◆ Given exercise ◆
Report every line of the rows below that contains the string "blue". Case counts.

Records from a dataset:

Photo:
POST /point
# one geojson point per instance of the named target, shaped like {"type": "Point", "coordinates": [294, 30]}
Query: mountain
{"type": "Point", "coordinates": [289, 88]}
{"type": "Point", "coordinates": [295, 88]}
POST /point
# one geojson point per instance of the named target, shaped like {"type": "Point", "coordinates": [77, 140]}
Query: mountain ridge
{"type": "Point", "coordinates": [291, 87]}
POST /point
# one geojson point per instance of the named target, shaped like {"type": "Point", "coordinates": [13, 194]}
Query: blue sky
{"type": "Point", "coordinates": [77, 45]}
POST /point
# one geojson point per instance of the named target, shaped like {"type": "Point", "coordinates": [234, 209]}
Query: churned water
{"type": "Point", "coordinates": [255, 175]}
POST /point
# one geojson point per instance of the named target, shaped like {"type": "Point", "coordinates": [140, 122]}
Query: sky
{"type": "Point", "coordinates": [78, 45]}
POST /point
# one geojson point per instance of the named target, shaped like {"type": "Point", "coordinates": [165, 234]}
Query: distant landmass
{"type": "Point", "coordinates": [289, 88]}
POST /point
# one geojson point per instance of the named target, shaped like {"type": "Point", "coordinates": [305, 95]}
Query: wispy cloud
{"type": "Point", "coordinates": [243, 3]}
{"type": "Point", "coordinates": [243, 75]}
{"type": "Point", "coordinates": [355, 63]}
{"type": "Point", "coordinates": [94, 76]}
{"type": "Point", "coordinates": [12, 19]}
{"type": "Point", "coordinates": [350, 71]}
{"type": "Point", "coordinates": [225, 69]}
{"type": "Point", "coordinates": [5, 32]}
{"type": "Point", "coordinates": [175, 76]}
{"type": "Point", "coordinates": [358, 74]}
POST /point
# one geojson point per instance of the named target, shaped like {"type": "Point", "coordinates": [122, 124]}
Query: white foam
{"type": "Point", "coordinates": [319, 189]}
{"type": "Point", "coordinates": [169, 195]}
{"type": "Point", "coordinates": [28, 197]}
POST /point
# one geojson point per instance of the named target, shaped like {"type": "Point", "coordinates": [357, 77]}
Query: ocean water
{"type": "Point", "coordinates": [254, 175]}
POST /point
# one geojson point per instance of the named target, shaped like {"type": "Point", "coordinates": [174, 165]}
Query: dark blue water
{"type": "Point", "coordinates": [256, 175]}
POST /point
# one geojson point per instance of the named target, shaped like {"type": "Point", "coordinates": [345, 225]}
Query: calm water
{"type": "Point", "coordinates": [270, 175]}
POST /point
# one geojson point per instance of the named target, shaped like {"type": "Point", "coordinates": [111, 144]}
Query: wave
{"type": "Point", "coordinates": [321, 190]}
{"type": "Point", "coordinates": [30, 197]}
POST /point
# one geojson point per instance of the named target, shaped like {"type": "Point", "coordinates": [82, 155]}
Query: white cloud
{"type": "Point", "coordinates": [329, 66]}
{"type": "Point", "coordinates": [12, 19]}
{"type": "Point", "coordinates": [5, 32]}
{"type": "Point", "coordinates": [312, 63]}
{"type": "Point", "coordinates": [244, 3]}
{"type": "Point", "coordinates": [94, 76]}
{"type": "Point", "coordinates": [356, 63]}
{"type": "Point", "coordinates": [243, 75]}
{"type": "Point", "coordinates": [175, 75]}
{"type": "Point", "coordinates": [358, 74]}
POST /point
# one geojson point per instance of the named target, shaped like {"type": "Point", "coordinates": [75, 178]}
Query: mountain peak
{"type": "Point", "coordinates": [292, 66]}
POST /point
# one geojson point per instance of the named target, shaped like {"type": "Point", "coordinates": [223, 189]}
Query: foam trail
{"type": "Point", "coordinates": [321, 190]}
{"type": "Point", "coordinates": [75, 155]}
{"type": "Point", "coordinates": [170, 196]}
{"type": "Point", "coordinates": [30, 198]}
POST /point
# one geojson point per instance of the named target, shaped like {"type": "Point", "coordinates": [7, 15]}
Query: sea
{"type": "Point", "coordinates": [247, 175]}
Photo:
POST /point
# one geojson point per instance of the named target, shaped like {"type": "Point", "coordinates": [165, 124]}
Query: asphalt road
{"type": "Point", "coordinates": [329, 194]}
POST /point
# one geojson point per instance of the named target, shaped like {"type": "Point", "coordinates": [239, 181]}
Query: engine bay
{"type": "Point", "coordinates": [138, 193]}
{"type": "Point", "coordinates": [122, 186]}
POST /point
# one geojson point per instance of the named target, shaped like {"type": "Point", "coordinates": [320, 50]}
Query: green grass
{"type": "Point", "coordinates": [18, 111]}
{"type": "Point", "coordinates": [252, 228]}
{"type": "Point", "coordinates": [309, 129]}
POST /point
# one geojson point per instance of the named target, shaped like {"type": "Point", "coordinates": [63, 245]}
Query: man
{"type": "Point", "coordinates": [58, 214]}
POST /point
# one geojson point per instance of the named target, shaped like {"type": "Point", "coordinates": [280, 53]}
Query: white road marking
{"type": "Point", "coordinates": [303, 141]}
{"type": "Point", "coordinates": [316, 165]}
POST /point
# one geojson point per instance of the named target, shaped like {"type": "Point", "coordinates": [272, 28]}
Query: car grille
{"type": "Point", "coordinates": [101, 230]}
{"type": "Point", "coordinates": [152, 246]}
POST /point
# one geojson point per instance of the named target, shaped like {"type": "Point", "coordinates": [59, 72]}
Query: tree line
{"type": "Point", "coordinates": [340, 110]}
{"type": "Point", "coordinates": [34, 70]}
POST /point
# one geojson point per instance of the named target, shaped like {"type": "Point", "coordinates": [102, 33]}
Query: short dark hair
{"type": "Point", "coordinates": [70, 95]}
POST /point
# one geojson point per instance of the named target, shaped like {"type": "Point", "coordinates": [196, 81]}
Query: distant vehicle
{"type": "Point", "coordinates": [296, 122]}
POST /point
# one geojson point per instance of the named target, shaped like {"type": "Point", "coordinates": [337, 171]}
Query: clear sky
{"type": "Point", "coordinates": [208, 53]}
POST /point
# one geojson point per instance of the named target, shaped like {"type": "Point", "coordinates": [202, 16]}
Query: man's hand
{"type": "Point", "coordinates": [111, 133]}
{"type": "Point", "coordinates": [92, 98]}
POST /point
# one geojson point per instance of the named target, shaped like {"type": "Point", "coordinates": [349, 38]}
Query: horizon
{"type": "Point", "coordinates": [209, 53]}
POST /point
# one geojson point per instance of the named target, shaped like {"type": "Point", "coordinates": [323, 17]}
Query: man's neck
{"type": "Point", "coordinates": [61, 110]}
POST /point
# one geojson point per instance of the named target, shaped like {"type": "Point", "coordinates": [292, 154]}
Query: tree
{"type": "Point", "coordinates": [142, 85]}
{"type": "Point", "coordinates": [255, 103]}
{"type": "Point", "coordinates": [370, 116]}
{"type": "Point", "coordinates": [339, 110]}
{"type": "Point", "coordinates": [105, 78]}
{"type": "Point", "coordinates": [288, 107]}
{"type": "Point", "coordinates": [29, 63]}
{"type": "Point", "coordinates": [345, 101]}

◆ Solved exercise ◆
Query: blue sky
Query: dark blue water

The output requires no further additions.